L’édition du 16 avril dernier du Guide de Montréal-Nord annonçait la venue de changements dans le contenu qui nous serait présenté. En effet, la directrice générale du journal hebdomadaire, Véronique Gauthier, signait un bref texte laissant entendre que le propriétaire de la publication, TC Media (le nouveau nom de la division média de Transcontinental), avait décidé d’enraciner ses journaux de quartier encore plus dans ce parasite qu’est la convergence des médias. Mais à quoi s’attendre de l’édition qui nous sera livrée le 21 mai prochain et des suivantes?
Photo: Pierre-Luc Daoust
Le journal le Guide de Montréal-Nord, propriété de TC Media, verra son contenu journalistique grandement diminuer.
Le texte de Mme Gauthier, basé sur des phrases creuses, est très flou sur la façon choisie par TC Media pour atteindre cet objectif. Mais les artisans et artisanes des journaux du conglomérat, quant à eux et elles, se le sont fait expliquer on ne peut plus clairement et durement: abolition de 11 postes de journalistes sur 23 (dont celui de Claude Giguère, unique journaliste du Guide) sur le territoire de Montréal. Rappelons que celui-ci voit son actualité être partagée entre 22 journaux de TC Media. Il n’y aura donc plus qu’un seul journaliste pour deux journaux.
TC Media a décidé de se tourner plutôt vers les gratuités qui proviennent du public et des organismes. Ses journaux en publient déjà plusieurs et la qualité de la couverture en souffre. En effet, un organisme qui écrit lui-même la couverture de son événement ne traitera pas celui-ci objectivement. Il gonflera la participation, cachera les ratés, voire même peut-être inventera quelques faits pour mieux glorifier le récit. Comme dans les communiqués de presse. C’est pourquoi le rôle du journalisme est essentiel car il assure un point de vue extérieur à l’organisation, un point de vue qui osera être critique lorsque c’est nécessaire. Imaginez l’espace d’un moment que la couverture des témoignages devant la commission Charbonneau est rédigée par les témoins eux-même. Impensable, n’est-ce pas?
Le Presse-Gertrude fut un projet qui mijota beaucoup dans ma tête avant de prendre forme. Je ne m’en suis jamais caché, je suis profondément insatisfait par la couverture faite par les hebdos de quartier, et le Guide n’y fait pas exception. La lecture des peu nombreux textes dispersés parmi trop de publicité nous fait réaliser à quel point des journalistes additionnels feraient du bien. Les textes que ceux-ci écrivent sont d’ailleurs intéressant, bien qu’ils manquent parfois de mordant (surtout en politique, où TC Media semble vouloir rester bien gentil avec le pouvoir), prouvent la valeur et l’intérêt du travail journalistique. TC Media ne veut plus jouer ce rôle de chien de garde? Les citoyens et citoyennes doivent reprendre le flambeau collectivement.

########

Tâches à effectuer »
#1 Réécrivez sous forme de liste le paragraphe de l'extrait choisi qui commence par « Le texte de Mme Gauthier », en gardant ses faits principaux.
#2 Copiez s'il vous plaît, sans rien changer, le passage de l'extrait choisi qui commence aux mots « L’édition du 16 » et s'arrête après les mots « journalistique grandement diminuer. ».

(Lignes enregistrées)
########

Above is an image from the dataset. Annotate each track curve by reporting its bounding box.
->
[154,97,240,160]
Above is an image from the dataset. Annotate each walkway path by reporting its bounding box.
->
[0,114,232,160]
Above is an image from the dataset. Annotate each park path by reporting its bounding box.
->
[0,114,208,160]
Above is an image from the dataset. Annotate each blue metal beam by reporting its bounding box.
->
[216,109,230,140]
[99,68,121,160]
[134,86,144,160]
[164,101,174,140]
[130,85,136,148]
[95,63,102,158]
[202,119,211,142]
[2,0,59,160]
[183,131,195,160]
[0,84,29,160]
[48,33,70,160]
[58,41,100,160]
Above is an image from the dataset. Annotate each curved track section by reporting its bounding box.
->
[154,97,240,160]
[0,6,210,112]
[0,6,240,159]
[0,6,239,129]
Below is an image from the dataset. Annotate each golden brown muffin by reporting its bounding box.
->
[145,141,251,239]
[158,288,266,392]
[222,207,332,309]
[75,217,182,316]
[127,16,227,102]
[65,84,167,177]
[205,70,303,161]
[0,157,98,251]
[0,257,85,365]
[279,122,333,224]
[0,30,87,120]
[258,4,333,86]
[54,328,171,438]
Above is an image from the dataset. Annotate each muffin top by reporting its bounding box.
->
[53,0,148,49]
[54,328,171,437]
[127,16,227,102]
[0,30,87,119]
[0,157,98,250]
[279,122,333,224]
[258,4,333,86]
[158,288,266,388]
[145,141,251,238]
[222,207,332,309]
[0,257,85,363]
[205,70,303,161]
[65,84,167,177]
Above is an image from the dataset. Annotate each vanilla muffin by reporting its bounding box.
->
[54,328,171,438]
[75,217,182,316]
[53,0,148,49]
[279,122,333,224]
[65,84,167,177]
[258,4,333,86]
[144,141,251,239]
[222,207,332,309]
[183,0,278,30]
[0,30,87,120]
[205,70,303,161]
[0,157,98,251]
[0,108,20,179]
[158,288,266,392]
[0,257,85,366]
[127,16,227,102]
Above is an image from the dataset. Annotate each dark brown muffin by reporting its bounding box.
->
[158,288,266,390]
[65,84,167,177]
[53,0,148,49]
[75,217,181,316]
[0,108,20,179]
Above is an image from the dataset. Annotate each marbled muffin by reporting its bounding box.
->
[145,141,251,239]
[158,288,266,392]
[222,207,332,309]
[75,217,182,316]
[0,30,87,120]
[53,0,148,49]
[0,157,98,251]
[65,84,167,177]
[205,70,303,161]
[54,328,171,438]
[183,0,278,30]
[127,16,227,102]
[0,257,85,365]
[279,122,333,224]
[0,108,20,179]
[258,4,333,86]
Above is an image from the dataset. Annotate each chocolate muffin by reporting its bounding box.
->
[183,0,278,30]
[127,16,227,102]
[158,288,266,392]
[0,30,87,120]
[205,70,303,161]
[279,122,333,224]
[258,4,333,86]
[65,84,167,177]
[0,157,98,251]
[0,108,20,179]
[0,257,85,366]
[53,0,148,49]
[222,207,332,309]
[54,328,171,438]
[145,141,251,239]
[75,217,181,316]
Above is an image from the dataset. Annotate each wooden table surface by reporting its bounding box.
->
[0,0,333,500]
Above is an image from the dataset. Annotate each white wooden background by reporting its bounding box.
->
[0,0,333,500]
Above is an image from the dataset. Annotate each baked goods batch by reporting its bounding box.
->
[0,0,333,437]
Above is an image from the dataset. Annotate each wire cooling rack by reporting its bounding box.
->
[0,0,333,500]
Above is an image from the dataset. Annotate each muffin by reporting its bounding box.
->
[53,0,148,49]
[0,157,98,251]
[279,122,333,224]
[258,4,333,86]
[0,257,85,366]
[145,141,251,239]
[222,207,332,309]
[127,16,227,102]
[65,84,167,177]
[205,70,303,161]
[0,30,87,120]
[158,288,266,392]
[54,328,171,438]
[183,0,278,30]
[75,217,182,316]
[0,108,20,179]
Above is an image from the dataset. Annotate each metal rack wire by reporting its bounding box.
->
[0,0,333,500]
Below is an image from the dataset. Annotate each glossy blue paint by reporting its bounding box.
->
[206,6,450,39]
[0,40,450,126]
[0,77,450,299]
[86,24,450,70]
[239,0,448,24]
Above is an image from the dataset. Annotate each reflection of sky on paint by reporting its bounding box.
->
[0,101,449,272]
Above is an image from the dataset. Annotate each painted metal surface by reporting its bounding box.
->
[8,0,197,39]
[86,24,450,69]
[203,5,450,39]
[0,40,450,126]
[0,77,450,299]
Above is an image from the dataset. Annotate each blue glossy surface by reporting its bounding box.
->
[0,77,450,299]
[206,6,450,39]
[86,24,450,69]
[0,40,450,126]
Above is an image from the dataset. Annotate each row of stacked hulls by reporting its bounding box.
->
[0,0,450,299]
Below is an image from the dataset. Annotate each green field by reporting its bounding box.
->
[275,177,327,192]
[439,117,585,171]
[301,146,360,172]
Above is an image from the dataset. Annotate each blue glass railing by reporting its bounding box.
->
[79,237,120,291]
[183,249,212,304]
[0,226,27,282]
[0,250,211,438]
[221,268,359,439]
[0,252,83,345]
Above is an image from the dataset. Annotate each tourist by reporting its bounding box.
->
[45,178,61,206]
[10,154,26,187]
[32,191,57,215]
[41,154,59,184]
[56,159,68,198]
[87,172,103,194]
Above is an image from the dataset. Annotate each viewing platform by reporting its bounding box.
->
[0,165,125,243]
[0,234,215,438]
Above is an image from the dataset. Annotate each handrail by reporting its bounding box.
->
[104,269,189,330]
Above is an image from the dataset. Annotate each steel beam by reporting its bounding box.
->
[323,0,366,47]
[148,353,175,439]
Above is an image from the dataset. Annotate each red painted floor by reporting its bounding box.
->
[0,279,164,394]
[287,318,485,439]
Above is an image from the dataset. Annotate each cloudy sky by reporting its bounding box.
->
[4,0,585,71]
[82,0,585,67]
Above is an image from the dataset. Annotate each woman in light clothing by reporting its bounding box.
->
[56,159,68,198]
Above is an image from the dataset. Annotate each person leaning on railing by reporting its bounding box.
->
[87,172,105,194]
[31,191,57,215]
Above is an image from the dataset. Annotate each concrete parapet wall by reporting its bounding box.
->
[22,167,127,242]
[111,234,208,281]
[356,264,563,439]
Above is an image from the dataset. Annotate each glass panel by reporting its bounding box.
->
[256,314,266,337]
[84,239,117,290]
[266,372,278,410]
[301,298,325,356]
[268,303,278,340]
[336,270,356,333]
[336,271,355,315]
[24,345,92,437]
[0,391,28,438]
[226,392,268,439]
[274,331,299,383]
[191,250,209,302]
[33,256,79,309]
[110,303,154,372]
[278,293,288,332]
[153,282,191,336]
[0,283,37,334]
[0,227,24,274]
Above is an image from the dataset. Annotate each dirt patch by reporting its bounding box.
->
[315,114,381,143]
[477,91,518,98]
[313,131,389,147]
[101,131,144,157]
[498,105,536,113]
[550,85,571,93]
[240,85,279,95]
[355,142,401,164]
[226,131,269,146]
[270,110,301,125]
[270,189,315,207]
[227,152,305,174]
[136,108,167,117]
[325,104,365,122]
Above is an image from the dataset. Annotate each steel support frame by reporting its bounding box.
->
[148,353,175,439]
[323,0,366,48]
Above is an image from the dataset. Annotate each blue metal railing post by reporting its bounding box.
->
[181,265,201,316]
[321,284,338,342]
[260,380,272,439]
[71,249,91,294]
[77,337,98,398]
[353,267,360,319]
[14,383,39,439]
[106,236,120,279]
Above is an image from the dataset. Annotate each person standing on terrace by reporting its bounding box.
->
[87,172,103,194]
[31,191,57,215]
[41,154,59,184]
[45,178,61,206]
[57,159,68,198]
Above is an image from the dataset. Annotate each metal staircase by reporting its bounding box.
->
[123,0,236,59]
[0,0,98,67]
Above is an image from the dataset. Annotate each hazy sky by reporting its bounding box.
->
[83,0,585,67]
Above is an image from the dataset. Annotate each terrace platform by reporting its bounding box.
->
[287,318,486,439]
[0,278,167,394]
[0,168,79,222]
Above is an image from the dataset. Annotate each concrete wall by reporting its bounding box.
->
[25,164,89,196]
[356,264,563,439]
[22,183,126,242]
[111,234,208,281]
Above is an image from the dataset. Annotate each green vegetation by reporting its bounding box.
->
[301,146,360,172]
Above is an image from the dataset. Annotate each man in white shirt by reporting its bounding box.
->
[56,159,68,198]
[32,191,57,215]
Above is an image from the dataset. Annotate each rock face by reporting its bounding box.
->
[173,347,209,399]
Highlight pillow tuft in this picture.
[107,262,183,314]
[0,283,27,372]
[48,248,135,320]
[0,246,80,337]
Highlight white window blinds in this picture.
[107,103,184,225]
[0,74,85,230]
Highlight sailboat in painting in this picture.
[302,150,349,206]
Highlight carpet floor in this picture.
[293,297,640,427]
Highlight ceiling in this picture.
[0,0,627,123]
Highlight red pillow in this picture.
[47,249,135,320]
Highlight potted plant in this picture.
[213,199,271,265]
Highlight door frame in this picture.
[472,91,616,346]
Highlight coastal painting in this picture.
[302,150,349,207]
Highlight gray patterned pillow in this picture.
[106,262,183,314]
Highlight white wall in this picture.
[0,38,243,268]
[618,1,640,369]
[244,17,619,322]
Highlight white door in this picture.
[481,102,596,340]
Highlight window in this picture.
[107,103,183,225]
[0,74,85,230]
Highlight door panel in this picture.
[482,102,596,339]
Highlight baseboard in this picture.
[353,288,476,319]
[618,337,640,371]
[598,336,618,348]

########

Réponses »
#1
- Le texte de Mme Gauthier reste très flou sur la façon dont TC Media compte atteindre son objectif.
- Les artisans et artisanes des journaux du conglomérat se sont fait expliquer clairement et durement les mesures prévues.
- 11 postes de journalistes sur 23 sont abolis sur le territoire de Montréal.
- Parmi ces postes figure celui de Claude Giguère, unique journaliste du Guide.
- L'actualité de ce territoire est partagée entre 22 journaux de TC Media.
- Il ne restera donc plus qu'un seul journaliste pour deux journaux.

#2
L’édition du 16 avril dernier du Guide de Montréal-Nord annonçait la venue de changements dans le contenu qui nous serait présenté. En effet, la directrice générale du journal hebdomadaire, Véronique Gauthier, signait un bref texte laissant entendre que le propriétaire de la publication, TC Media (le nouveau nom de la division média de Transcontinental), avait décidé d’enraciner ses journaux de quartier encore plus dans ce parasite qu’est la convergence des médias. Mais à quoi s’attendre de l’édition qui nous sera livrée le 21 mai prochain et des suivantes?
Photo: Pierre-Luc Daoust
Le journal le Guide de Montréal-Nord, propriété de TC Media, verra son contenu journalistique grandement diminuer.